■ Exercise aim: Type out the material below exactly.

Object position labeling entries
+ + + +
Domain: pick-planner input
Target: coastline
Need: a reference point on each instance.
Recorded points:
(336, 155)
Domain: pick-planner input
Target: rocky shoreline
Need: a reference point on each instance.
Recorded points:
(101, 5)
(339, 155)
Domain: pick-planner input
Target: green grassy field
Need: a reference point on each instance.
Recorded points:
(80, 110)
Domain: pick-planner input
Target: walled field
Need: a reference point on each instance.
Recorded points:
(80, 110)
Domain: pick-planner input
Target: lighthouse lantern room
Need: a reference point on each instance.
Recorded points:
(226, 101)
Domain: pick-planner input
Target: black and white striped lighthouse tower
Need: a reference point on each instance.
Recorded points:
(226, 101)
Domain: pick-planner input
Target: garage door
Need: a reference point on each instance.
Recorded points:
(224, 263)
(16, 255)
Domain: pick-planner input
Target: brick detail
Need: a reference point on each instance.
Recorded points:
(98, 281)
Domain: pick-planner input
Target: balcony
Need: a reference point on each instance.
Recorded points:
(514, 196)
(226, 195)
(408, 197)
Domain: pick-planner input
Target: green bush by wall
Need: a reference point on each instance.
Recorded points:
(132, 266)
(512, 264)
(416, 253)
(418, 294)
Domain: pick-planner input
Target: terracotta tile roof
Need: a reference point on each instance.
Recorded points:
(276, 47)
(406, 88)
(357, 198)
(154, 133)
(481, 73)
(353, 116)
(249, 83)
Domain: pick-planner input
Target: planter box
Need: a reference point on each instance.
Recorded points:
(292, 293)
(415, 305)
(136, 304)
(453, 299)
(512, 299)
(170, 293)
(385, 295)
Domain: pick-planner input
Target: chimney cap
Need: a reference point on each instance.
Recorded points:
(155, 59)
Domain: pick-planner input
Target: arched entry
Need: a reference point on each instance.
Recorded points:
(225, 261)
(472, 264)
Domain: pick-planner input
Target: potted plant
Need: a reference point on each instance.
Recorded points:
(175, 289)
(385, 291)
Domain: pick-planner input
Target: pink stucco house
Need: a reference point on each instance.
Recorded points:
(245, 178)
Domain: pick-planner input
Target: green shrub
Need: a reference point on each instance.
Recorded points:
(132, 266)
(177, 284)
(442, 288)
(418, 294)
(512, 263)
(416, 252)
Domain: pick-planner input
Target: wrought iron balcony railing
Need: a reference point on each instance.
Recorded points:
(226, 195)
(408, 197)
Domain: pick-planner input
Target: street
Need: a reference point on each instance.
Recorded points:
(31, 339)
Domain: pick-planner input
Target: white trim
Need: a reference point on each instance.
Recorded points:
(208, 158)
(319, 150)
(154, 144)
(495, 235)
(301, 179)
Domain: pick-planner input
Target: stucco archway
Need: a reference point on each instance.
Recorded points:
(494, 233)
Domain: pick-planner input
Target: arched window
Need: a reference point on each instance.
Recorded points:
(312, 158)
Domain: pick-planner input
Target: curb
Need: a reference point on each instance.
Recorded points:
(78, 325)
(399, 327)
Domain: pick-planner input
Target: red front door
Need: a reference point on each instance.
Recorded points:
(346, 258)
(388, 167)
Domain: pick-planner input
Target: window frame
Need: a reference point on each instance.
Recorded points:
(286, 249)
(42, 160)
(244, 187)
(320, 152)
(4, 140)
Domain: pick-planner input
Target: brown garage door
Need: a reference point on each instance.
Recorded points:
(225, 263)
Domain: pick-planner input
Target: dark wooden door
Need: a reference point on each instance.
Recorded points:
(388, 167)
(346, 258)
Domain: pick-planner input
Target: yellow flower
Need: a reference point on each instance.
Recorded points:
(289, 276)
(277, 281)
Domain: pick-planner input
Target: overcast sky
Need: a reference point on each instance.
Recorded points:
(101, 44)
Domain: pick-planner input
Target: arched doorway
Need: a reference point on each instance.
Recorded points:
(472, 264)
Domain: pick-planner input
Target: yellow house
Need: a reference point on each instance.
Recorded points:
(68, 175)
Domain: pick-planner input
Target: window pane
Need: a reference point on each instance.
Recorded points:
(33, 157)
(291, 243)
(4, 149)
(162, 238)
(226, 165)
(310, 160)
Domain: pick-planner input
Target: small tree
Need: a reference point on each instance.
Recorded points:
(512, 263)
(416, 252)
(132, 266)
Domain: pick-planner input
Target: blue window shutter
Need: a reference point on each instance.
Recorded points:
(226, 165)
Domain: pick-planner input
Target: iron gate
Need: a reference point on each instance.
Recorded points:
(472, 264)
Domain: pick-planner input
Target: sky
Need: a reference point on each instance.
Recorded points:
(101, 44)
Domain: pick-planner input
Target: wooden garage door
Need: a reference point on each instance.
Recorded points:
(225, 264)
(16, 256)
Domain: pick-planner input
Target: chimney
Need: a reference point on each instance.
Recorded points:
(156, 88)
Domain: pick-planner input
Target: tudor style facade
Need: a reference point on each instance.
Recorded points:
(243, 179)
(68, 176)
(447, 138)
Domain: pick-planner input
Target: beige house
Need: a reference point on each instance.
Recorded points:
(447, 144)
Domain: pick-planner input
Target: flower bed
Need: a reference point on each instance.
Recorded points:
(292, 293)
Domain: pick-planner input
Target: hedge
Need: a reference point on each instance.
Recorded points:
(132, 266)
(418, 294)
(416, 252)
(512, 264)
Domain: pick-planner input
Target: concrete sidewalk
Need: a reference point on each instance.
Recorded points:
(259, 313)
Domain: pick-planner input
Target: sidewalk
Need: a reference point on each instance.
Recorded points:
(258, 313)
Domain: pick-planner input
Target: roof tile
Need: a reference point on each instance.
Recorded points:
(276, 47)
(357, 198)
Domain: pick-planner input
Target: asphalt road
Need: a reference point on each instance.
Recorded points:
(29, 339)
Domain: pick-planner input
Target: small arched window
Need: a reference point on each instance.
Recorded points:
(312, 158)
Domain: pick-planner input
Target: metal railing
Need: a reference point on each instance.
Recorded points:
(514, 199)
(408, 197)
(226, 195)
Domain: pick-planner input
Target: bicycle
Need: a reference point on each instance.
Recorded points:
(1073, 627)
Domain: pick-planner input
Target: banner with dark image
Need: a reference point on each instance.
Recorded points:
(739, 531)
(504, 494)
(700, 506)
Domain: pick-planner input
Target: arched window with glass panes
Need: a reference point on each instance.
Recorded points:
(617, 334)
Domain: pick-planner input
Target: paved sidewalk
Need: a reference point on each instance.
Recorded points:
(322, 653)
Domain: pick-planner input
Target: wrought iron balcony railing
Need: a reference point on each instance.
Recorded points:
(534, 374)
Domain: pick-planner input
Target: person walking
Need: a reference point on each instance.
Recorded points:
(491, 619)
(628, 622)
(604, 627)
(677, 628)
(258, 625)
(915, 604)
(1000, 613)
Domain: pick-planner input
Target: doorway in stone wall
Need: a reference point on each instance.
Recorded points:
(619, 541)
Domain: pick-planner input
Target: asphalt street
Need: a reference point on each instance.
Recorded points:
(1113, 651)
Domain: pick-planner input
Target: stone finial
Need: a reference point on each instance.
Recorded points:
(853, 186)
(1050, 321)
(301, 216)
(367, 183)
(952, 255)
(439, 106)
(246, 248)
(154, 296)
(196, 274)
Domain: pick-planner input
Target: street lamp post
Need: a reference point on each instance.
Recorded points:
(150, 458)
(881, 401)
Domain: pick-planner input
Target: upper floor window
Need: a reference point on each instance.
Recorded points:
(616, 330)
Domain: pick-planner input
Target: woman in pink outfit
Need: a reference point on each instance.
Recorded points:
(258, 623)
+ + + +
■ Worked answer:
Domain: pick-planner input
Target: coastline
Need: a reference point on each instance.
Recorded points:
(336, 155)
Domain: pick-planner input
Target: rocky shoreline
Need: a reference point on each instance.
Recorded points:
(101, 5)
(339, 155)
Domain: pick-planner input
Target: green grassy field
Need: a reference point on each instance.
Recorded points:
(80, 110)
Domain: pick-planner input
Target: walled field
Need: a reference point on each instance.
Recorded points:
(80, 110)
Domain: pick-planner input
Target: lighthouse lantern room
Need: a reference point on each instance.
Recorded points:
(226, 101)
Domain: pick-planner input
Target: black and white striped lighthouse tower
Need: a reference point on each instance.
Recorded points:
(226, 101)
Domain: pick-planner input
Target: garage door
Need: a reference point on each instance.
Recorded points:
(224, 263)
(16, 255)
Domain: pick-planner input
Target: brick detail
Need: a reference point on each instance.
Recorded points:
(98, 281)
Domain: pick-planner input
Target: balcony
Need: a reference point on each instance.
Recorded points:
(514, 196)
(226, 195)
(408, 197)
Domain: pick-planner input
Target: green bush by wall
Need: a reference point on each instance.
Recorded points:
(132, 266)
(512, 264)
(416, 253)
(418, 294)
Domain: pick-planner input
Target: terracotta tile roof
Need: a reference point on each instance.
Recorded points:
(276, 47)
(406, 88)
(357, 198)
(154, 133)
(481, 73)
(353, 116)
(249, 83)
Domain: pick-planner input
Target: planter box
Need: a reference point on each instance.
Recorded points:
(292, 293)
(415, 305)
(136, 304)
(453, 299)
(512, 299)
(170, 293)
(385, 295)
Domain: pick-planner input
Target: chimney cap
Need: a reference point on each instance.
Recorded points:
(155, 59)
Domain: pick-planner input
Target: arched entry
Need: a reference point on each instance.
Recorded points:
(225, 261)
(472, 264)
Domain: pick-planner input
Target: potted plant
Need: a reference point on each instance.
Recorded points:
(175, 289)
(385, 291)
Domain: pick-planner input
Target: pink stucco house
Need: a reference point on each instance.
Recorded points:
(245, 178)
Domain: pick-planner input
Target: green shrub
Need: a reference point on each instance.
Recorded points:
(132, 266)
(177, 284)
(442, 288)
(418, 294)
(512, 263)
(416, 252)
Domain: pick-planner input
Target: wrought iron balcony railing
Need: a reference point on each instance.
Recorded points:
(226, 195)
(408, 197)
Domain: pick-planner input
Target: street
Need: a reference point on each instance.
Recorded points:
(31, 339)
Domain: pick-planner input
Target: white trim
Need: a reference point on each instance.
Recorded points:
(208, 158)
(319, 150)
(154, 144)
(495, 235)
(301, 179)
Domain: pick-planner input
Target: stucco archway
Need: a reference point on each instance.
Recorded points:
(494, 233)
Domain: pick-planner input
Target: arched window
Need: a reference point on each instance.
Recorded points:
(312, 158)
Domain: pick-planner input
Target: curb
Need: a reference point on each instance.
Recorded points:
(78, 325)
(399, 327)
Domain: pick-planner input
Target: red front door
Need: a reference point on each instance.
Recorded points:
(346, 258)
(388, 167)
Domain: pick-planner input
Target: window frame
Need: a reference point on each instance.
Recorded points:
(286, 249)
(42, 160)
(244, 187)
(320, 152)
(4, 140)
Domain: pick-planner input
Target: brown garage door
Need: a reference point on each instance.
Recorded points:
(225, 263)
Domain: pick-planner input
Target: dark wooden door
Need: a reference point on each instance.
Recorded points:
(388, 167)
(346, 258)
Domain: pick-planner input
Target: yellow flower
Need: a reference point on each instance.
Recorded points:
(289, 276)
(277, 281)
Domain: pick-planner input
Target: overcast sky
Need: a reference point on each instance.
Recorded points:
(101, 44)
Domain: pick-planner input
Target: arched doorway
Need: a reference point on each instance.
Recorded points:
(472, 264)
Domain: pick-planner input
Target: yellow house
Need: a reference point on each instance.
Recorded points:
(68, 175)
Domain: pick-planner input
Target: window pane
Need: a reference point on each instance.
Recorded points:
(33, 157)
(291, 243)
(4, 149)
(162, 238)
(226, 165)
(310, 160)
Domain: pick-planner input
Target: small tree
Need: a reference point on each instance.
Recorded points:
(512, 263)
(416, 252)
(132, 266)
Domain: pick-planner input
Target: blue window shutter
Need: a reference point on each instance.
Recorded points:
(226, 165)
Domain: pick-planner input
Target: iron gate
Need: a reference point on each instance.
Recorded points:
(472, 264)
Domain: pick-planner input
Target: sky
Need: a reference point on each instance.
Recorded points:
(101, 44)
Domain: pick-planner input
Target: wooden garage door
Need: a reference point on each instance.
Recorded points:
(225, 264)
(16, 256)
Domain: pick-planner input
Target: chimney
Need: a reference point on each instance.
Recorded points:
(156, 88)
Domain: pick-planner input
Target: tudor style facade
Need: a reference point on each instance.
Recorded points:
(243, 179)
(68, 176)
(447, 138)
Domain: pick-planner input
Target: beige house
Need: a reference point on each instance.
Recorded points:
(447, 144)
Domain: pick-planner input
Target: flower bed
Need: a reference point on each instance.
Recorded points:
(292, 293)
Domain: pick-planner input
Target: hedge
Need: a reference point on each instance.
Recorded points:
(132, 266)
(418, 294)
(416, 252)
(512, 264)
Domain: pick-planner input
Target: concrete sidewalk
Need: a reference point on each instance.
Recorded points:
(259, 313)
Domain: pick-planner input
Target: sidewalk
Need: a reference point on each instance.
Recorded points:
(258, 313)
Domain: pick-planner input
Target: roof tile
Need: a reference point on each instance.
Recorded points:
(276, 47)
(357, 198)
Domain: pick-planner input
Target: asphalt road
Need: a reference point on each instance.
Recorded points:
(29, 339)
Domain: pick-planner input
Target: small arched window
Need: a reference point on each instance.
Recorded points:
(312, 158)
Domain: pick-planner input
Target: metal railing
Need: a reference point on each instance.
Recorded points:
(514, 199)
(408, 197)
(226, 195)
Domain: pick-planner input
Target: bicycle
Need: a reference point on each instance.
Recorded points:
(1073, 627)
Domain: pick-planner input
Target: banner with dark image
Need: a reference point on each instance.
Recorded points:
(739, 531)
(504, 494)
(700, 506)
Domain: pick-planner input
Target: arched window with glass panes
Need: a reference point on each instance.
Recorded points:
(617, 334)
Domain: pick-planner input
Target: paved sidewalk
Need: a reference point on each instance.
Recorded points:
(322, 653)
Domain: pick-planner input
Target: wrought iron balcony railing
Need: a reference point on each instance.
Recorded points:
(534, 374)
Domain: pick-planner input
Target: person walking
Need: a reference point on each instance.
Recorded points:
(491, 619)
(628, 622)
(604, 627)
(677, 628)
(258, 625)
(915, 604)
(1000, 613)
Domain: pick-planner input
Target: doorway in stone wall
Need: a reference point on each instance.
Recorded points:
(619, 541)
Domain: pick-planner input
Target: asphalt street
Need: a reference point on each instance.
Recorded points:
(1113, 651)
Domain: pick-planner input
Target: stone finial
Need: a reference point on each instance.
Recorded points:
(853, 186)
(1050, 321)
(301, 216)
(367, 183)
(952, 255)
(439, 106)
(246, 248)
(154, 296)
(196, 274)
Domain: pick-planner input
Target: street lamp post
Need: a reference point on each instance.
Recorded points:
(150, 458)
(881, 401)
Domain: pick-planner input
Target: upper floor window
Need: a reference point on each instance.
Recorded points:
(616, 330)
Domain: pick-planner input
Target: woman in pink outfit
Need: a reference point on each instance.
Recorded points:
(258, 623)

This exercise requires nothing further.